** begin DATA SECTION **
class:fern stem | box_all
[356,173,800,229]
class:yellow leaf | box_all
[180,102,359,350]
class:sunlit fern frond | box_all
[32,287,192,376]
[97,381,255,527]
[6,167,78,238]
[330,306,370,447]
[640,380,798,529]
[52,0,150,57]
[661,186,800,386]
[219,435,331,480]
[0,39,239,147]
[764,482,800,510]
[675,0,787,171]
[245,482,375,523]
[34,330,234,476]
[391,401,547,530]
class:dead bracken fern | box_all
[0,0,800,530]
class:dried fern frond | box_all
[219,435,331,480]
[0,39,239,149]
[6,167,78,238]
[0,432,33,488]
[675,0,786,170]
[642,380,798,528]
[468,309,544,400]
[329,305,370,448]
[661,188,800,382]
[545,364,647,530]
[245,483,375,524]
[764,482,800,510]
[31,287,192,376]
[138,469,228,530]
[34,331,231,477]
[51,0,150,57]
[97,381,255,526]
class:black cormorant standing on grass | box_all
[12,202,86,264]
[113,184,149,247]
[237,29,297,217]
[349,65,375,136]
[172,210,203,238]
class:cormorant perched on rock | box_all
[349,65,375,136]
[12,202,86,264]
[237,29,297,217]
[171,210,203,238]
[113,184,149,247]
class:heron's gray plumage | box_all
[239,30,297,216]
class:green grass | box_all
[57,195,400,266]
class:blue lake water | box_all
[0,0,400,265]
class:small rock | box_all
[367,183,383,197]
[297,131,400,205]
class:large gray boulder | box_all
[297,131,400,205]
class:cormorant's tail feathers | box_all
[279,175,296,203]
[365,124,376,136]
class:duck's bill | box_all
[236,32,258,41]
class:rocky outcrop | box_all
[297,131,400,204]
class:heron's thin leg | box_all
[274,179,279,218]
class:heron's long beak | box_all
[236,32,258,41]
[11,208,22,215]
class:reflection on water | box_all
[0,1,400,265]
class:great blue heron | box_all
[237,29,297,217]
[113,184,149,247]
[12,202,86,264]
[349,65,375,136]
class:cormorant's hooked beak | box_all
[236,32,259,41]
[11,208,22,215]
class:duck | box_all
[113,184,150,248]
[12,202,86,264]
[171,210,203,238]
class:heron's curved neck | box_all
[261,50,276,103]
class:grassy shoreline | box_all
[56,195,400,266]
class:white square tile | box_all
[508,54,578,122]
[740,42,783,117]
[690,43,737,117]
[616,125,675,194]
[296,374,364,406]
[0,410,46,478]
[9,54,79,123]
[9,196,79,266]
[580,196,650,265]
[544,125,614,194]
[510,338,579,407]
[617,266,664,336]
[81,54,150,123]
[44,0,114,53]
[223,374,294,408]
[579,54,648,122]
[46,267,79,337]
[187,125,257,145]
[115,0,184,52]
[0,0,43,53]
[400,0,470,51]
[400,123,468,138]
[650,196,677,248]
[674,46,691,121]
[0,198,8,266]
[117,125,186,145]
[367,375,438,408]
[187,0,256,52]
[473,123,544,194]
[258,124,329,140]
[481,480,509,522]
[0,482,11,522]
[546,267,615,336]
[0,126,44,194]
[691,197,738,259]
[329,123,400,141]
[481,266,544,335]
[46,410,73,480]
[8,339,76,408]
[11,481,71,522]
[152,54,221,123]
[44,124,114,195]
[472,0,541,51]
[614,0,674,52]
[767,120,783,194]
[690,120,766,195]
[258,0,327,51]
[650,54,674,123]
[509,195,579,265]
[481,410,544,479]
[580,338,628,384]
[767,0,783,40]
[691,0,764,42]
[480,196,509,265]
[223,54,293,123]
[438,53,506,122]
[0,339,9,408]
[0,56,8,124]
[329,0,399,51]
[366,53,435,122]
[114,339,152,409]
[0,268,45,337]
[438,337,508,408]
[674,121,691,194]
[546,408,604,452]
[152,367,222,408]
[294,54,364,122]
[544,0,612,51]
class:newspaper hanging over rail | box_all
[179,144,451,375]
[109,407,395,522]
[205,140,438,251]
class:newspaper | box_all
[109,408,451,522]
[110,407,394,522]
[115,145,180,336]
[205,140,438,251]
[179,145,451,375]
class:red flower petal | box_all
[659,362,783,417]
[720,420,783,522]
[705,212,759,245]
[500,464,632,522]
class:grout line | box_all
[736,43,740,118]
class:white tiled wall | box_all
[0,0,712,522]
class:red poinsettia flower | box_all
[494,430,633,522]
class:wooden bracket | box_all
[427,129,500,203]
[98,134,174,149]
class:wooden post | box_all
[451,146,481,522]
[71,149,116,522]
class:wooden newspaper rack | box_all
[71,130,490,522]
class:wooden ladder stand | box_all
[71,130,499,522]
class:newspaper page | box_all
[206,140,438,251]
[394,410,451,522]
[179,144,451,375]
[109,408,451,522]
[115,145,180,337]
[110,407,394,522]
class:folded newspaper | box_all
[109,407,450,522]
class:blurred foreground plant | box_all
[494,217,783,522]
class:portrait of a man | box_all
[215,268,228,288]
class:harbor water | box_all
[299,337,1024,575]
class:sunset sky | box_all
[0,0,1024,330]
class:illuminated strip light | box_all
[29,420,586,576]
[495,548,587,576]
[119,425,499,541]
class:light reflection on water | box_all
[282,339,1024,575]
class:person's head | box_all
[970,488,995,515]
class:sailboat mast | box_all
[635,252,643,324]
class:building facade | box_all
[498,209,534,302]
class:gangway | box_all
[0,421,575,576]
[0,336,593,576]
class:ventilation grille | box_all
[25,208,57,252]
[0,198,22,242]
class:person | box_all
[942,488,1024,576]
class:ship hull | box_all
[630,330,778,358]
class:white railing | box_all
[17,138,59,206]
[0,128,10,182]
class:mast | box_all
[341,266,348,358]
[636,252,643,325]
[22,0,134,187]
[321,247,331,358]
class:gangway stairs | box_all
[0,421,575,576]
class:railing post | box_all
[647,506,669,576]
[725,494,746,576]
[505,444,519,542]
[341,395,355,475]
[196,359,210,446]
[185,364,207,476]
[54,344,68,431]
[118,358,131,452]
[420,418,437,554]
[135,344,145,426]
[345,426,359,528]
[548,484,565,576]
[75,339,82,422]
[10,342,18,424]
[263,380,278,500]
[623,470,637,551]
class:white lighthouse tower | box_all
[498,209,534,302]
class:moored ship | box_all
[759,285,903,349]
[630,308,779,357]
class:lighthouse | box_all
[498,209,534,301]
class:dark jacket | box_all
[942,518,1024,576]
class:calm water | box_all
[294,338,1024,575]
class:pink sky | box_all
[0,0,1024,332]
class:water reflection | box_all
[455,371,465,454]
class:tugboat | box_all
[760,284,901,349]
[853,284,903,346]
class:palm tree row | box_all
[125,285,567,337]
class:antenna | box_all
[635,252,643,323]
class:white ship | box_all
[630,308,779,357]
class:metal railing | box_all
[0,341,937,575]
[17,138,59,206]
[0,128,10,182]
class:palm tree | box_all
** end DATA SECTION **
* TASK STATEMENT *
Pull out every line of the material above that contains the word "flower".

* TASK OUTPUT *
class:red flower petal | box_all
class:red poinsettia flower | box_all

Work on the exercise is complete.